* BEGIN INFORMATION SHOWN *

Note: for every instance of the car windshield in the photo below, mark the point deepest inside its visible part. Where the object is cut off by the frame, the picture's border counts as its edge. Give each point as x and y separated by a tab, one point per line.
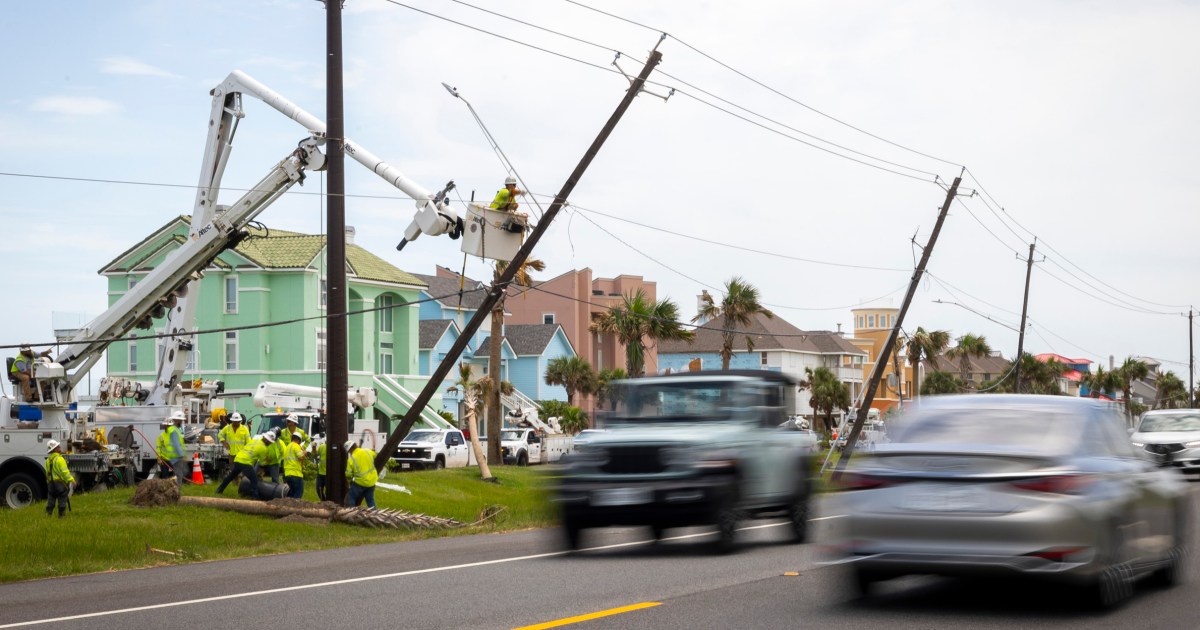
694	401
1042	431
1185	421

* END INFORMATION SHOWN *
* BEGIN INFORMATION SHOWN *

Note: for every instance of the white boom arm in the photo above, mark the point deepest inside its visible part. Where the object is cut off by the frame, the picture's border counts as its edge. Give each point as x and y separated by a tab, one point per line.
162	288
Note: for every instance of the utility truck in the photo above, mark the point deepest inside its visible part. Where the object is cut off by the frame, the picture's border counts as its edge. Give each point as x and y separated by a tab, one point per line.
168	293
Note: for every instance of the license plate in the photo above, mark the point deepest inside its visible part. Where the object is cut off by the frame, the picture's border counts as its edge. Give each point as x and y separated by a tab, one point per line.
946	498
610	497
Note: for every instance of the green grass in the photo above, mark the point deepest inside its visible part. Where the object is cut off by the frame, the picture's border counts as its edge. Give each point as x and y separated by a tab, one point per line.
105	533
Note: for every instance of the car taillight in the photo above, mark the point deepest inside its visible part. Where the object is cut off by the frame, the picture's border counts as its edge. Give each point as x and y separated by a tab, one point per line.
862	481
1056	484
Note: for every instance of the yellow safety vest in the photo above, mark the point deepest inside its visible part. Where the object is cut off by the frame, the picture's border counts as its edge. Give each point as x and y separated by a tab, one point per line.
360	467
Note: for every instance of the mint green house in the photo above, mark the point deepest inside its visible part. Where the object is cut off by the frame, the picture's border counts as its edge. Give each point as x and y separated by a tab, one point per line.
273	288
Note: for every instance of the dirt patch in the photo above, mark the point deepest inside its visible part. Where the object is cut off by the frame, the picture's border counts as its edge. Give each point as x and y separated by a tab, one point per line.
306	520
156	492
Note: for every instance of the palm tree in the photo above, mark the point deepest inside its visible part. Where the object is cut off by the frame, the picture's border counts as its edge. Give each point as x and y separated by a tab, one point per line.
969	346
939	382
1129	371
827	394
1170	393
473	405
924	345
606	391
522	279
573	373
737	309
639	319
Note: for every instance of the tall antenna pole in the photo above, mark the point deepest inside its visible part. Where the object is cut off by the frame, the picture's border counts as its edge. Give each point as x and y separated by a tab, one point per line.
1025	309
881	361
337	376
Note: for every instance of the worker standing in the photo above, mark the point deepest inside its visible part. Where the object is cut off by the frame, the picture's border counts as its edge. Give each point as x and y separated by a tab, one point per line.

* END INFORMATION SHOWN *

* WHAT YOU WILL DO
Could you revise the listing lines starting at the one containing "Note: for every instance of the dirt" and ending at the one containing "Note: for every instance of the worker", changing "palm tree" to "coconut palm" with nothing else altered, and return only those lines?

* FINISHED TASK
Note: for every instance of the dirt patch in the photo above, mark the point deepest inside its visible part. Where the object is cut off by the frame, the picture's border counts as its edge. Give each point as x and y separated by a tab, one point per line.
306	520
156	492
Note: for every instance of the coconut palm in the photo above, mark the point deepest inside its visible part. Where the object is cut off by the frame, the picture's border counts as its edge. Give each point as x and y separated by a tab, one point per line.
969	346
939	382
1129	371
827	394
1170	393
473	405
924	345
606	391
522	279
573	373
737	309
639	319
Note: for every instance of the tall antenna pole in the photo above, mark the point deepest inside its visible part. Where the object is cut off by the frame, the picture's border counts as its edge. Give each point as x and y separated by a tab, one point per line.
1025	309
881	361
337	376
Note: for every instance of the worker standing in the photo above, mark the point deepest inside its visible part. Where the object is cut off by the frame, the picture's border counts as its edge. Give each point as x and y separated by a tab, one point per line.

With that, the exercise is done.